**WHAT YOU WILL DO:** Gather every line of the data below that contains the word "bridge", and copy each one out.

(Stored items from a collection)
*****

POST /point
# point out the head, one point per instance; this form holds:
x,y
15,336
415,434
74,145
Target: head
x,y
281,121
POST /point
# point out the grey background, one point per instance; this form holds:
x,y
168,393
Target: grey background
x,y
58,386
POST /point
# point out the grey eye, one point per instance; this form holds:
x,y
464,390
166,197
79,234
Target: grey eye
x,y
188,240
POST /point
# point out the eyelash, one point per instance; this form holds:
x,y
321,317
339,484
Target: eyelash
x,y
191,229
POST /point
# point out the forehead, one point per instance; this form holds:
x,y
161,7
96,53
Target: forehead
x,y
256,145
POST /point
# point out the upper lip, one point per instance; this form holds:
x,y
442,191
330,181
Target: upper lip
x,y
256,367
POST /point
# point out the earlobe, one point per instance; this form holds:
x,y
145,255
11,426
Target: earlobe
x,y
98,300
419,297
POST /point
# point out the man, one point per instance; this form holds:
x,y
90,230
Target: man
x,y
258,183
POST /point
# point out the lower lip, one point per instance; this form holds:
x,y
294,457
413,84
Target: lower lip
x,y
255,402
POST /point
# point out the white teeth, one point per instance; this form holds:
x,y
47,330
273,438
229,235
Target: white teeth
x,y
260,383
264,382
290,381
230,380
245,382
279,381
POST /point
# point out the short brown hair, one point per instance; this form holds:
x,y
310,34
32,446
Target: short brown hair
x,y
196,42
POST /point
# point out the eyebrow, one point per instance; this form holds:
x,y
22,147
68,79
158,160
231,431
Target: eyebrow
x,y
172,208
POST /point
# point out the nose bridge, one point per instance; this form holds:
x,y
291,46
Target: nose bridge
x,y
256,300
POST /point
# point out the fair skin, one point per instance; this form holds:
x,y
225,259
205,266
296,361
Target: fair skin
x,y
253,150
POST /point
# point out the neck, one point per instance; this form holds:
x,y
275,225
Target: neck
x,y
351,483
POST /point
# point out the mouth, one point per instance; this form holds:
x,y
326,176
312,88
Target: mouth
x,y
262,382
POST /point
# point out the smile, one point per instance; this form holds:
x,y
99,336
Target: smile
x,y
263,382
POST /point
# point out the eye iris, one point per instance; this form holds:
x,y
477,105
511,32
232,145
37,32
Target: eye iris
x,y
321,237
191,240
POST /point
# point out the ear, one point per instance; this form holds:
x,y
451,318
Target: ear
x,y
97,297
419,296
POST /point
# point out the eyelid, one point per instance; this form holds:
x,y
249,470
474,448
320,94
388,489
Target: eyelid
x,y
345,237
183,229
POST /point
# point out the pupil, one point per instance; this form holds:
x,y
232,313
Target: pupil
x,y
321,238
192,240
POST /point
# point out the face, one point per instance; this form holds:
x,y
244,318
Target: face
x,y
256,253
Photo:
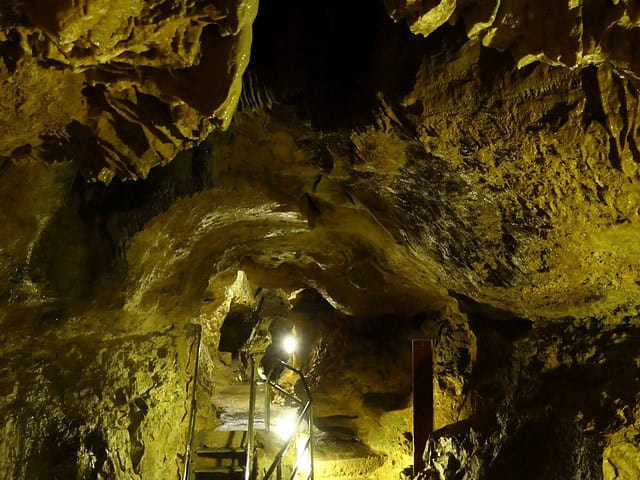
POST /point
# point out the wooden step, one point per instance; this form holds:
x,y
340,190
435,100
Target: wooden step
x,y
219,452
216,473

*****

**RESULT:**
# point out the nose bridge, one point per instance; this form holds:
Target: nose bridge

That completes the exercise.